▶ [WORK TASK]:
Your answer should be the lines of the listing that contain the word "below".
______
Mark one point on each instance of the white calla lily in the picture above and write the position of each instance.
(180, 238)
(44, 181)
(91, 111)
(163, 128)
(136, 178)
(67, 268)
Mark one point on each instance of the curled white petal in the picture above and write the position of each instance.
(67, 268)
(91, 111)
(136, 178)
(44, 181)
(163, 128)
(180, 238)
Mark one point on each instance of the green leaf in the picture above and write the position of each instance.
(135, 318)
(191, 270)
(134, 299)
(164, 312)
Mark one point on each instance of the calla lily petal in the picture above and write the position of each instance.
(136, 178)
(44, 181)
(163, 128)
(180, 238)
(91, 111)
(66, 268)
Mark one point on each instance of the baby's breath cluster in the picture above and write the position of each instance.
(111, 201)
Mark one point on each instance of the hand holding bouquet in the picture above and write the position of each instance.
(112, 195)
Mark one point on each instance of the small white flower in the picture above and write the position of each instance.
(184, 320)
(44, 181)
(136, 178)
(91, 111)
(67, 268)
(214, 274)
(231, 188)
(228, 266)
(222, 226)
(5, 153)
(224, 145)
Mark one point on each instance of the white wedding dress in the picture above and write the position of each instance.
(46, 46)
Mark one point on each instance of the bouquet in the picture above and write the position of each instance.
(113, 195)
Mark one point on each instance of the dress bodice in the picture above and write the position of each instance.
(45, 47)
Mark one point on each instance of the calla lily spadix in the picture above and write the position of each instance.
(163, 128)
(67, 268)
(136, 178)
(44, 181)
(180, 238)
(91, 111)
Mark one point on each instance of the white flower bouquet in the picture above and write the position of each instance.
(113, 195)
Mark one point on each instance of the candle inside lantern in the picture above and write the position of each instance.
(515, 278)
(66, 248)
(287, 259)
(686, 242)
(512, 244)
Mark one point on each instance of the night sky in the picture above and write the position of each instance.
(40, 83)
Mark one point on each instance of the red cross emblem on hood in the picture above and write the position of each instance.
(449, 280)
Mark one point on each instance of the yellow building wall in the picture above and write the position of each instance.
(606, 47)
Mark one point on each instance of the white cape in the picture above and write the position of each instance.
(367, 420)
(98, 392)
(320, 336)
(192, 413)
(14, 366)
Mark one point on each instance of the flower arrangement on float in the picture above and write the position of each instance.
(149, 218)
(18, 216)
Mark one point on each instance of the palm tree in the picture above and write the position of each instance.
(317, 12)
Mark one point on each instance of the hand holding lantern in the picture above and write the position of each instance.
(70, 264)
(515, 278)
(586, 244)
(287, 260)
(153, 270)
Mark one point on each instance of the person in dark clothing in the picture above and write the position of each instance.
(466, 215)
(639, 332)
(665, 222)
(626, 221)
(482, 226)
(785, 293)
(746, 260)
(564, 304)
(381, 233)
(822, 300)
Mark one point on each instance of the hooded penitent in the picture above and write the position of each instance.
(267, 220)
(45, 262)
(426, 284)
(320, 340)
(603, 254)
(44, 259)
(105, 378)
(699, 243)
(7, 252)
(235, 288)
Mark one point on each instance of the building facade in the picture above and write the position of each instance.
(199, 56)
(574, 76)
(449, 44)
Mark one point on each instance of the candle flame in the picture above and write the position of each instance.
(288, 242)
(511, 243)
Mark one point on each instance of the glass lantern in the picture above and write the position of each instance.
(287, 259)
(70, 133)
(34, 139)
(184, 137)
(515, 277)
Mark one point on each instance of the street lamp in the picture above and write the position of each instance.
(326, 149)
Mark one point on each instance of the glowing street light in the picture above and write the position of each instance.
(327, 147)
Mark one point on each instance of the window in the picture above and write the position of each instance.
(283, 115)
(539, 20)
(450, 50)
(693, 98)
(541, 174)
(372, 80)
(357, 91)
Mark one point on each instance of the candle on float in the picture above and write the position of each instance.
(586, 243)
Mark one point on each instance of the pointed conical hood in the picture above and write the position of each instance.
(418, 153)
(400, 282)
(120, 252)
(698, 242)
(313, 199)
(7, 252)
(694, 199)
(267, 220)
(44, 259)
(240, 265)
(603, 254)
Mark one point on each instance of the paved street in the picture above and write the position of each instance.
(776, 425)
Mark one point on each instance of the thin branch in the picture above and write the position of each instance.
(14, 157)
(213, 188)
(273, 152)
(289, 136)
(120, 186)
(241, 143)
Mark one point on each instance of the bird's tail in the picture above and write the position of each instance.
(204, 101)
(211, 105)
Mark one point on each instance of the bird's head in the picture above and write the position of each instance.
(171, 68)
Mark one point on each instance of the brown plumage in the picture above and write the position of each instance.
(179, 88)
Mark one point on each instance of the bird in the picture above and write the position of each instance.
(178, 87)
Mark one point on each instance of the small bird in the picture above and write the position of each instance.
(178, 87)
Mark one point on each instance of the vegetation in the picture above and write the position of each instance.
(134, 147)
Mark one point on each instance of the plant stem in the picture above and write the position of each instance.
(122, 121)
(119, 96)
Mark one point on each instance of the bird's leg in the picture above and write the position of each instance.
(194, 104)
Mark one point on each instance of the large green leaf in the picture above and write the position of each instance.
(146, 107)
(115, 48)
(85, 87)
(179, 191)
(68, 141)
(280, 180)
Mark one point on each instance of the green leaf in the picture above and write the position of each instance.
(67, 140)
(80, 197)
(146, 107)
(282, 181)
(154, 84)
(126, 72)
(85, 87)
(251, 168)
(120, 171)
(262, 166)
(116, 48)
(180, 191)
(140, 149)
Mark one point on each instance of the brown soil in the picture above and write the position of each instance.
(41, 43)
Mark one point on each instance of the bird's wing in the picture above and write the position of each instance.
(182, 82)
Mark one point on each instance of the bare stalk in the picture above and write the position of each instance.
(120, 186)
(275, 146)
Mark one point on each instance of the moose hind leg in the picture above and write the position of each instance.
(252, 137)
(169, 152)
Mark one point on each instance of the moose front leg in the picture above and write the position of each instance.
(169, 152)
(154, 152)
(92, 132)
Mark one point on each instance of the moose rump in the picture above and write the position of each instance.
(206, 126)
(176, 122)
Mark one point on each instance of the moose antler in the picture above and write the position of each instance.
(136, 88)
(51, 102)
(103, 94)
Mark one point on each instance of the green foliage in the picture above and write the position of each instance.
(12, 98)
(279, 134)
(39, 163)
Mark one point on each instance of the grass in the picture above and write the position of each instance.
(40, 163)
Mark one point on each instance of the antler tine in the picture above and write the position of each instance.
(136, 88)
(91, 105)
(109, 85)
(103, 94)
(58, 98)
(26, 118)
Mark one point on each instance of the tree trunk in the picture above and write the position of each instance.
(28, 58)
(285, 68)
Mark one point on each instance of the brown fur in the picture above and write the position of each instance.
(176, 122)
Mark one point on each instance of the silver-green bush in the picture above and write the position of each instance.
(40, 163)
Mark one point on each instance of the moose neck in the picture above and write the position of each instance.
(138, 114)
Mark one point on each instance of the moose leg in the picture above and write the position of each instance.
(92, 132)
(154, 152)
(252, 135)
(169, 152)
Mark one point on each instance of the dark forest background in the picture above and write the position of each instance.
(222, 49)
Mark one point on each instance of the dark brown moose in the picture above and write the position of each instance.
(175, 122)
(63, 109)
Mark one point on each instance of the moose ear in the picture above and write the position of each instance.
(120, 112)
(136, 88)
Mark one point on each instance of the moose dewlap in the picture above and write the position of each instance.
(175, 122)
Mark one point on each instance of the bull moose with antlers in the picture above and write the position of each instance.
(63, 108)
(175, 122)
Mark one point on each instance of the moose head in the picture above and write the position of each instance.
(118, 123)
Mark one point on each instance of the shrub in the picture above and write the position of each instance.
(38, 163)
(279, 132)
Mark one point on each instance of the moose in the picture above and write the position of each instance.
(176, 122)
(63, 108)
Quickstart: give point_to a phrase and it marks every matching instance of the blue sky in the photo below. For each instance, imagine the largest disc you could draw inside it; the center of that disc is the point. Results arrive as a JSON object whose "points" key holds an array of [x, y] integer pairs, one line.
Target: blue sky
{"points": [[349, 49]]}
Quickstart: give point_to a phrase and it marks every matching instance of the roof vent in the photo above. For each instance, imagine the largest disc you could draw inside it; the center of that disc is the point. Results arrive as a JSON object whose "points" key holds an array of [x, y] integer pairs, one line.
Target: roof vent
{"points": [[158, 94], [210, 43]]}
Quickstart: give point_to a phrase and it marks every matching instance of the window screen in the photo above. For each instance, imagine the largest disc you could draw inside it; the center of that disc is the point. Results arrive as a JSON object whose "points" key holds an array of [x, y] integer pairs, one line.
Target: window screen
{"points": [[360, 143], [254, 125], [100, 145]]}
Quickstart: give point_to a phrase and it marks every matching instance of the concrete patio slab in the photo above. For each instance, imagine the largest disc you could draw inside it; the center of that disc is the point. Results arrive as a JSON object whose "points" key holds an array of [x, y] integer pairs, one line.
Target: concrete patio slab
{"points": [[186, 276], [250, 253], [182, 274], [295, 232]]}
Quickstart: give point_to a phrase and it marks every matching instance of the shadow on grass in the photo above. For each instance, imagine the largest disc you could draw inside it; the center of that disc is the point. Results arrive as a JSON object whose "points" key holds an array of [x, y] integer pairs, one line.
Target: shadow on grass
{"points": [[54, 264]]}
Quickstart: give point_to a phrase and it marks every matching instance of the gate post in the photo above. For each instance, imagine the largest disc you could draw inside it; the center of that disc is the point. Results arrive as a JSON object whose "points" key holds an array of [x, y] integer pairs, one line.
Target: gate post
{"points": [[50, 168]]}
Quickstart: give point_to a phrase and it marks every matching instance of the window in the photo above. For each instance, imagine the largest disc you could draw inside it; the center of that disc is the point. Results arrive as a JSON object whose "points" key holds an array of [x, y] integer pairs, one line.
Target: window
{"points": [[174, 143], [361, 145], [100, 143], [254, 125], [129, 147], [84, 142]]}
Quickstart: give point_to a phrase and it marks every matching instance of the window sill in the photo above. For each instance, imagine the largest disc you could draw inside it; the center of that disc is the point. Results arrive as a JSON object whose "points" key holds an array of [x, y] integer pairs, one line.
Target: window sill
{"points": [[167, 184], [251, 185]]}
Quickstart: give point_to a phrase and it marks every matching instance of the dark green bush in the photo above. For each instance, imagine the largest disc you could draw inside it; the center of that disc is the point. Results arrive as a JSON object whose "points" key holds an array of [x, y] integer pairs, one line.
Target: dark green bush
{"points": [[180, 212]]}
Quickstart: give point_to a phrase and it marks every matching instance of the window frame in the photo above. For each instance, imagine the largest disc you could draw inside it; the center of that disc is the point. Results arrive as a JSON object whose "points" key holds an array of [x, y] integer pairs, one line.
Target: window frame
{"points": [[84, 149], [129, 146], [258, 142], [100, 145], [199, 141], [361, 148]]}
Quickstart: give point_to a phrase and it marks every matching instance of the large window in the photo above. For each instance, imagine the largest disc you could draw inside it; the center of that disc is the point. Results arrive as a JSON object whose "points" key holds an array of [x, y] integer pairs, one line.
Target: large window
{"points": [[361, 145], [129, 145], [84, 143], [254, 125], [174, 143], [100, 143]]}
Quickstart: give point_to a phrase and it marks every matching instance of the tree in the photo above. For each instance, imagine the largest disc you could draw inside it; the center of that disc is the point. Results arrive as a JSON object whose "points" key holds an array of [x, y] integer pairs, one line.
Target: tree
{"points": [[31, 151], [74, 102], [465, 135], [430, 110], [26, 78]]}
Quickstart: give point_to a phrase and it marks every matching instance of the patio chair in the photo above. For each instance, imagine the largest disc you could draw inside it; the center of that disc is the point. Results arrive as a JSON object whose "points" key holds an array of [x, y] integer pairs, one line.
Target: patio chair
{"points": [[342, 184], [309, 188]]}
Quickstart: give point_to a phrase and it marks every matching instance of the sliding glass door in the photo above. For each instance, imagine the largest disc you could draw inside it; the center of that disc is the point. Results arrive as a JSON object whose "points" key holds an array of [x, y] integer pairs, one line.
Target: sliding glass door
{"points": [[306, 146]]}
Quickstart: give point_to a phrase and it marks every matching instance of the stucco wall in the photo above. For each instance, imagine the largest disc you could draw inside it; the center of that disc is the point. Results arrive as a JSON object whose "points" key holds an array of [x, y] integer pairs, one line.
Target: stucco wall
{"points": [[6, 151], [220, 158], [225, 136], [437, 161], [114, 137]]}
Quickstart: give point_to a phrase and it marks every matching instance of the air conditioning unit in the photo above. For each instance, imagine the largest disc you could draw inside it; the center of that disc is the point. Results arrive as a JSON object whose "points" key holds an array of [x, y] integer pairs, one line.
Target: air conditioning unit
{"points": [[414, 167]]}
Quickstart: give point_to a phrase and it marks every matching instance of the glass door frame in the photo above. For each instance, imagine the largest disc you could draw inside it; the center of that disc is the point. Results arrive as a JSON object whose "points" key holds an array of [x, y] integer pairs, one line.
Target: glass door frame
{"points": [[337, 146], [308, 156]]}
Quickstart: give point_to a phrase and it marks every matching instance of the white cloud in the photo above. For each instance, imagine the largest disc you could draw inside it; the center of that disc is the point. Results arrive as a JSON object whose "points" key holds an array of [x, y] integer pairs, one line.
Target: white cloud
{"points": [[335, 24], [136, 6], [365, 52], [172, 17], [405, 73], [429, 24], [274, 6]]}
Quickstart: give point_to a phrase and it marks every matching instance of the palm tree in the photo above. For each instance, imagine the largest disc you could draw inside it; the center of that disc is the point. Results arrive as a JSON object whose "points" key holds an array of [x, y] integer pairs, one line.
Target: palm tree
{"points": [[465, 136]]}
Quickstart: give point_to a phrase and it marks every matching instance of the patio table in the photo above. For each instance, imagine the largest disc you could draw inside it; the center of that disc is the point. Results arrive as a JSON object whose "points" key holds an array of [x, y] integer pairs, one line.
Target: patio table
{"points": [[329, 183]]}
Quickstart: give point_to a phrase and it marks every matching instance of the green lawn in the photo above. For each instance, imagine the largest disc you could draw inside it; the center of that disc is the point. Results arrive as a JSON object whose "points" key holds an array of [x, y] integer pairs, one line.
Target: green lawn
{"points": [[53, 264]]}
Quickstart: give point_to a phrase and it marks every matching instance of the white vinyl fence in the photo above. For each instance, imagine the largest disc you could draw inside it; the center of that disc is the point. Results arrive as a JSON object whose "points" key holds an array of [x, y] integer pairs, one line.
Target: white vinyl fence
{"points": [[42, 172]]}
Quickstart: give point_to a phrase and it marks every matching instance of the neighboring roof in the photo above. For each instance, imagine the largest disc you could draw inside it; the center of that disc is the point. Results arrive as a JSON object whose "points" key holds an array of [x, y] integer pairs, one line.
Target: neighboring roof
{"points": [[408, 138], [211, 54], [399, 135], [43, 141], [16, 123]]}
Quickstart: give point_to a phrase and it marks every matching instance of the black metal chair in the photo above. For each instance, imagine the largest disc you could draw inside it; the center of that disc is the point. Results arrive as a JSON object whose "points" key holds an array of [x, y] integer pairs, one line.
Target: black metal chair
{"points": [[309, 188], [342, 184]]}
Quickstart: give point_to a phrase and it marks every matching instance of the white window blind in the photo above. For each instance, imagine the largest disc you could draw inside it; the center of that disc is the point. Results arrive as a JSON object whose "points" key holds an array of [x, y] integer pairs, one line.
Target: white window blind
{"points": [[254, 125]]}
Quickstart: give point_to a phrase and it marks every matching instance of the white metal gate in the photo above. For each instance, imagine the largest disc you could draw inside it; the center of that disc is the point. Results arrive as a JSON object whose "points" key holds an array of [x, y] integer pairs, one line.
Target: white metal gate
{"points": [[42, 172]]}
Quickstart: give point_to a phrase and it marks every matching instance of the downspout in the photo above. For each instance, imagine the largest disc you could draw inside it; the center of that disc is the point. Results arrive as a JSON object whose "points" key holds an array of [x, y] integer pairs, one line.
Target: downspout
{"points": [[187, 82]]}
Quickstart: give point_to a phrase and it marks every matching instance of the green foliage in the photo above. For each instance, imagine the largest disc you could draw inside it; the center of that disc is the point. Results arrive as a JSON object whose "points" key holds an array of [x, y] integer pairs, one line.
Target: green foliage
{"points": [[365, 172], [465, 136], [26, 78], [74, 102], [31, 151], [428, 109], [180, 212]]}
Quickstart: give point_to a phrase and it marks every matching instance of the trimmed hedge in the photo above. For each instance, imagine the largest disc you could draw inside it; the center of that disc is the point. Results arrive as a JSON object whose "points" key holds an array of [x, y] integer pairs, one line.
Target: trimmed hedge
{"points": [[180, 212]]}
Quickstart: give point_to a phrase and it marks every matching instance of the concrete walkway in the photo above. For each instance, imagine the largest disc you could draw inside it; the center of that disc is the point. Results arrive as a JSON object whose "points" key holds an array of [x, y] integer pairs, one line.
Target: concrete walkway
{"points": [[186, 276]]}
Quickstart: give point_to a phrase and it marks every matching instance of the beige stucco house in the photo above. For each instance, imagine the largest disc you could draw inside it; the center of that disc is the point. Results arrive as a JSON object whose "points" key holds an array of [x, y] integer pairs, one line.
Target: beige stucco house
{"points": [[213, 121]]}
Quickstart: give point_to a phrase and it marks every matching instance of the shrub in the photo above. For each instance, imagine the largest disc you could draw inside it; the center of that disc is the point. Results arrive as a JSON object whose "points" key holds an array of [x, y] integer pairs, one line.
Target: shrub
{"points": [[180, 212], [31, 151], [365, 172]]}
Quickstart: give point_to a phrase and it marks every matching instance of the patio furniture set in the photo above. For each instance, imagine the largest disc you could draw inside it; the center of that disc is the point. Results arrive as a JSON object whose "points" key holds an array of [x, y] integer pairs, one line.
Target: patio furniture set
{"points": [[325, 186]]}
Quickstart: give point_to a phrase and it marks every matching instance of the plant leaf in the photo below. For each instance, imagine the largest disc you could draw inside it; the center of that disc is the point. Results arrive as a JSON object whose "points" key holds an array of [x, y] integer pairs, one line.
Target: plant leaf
______
▶ [ANSWER TO THE EXERCISE]:
Quickstart: give point_to a phrase and it marks every matching instance of the blue sky in the photo below. For each instance, imagine the largest disc you could draw inside it; the center of that disc is the point. Results arrive as a JSON object whose "points" key holds an array of [x, y] integer pairs, one line.
Quickstart: give point_to a phrase and it marks every matching instance of the plant leaf in the photo below. For each instance, imagine the largest disc you could draw inside it; the center of that disc is the point. Results arrive as a JSON object whose "points" key holds an array of [x, y] integer pairs, one line.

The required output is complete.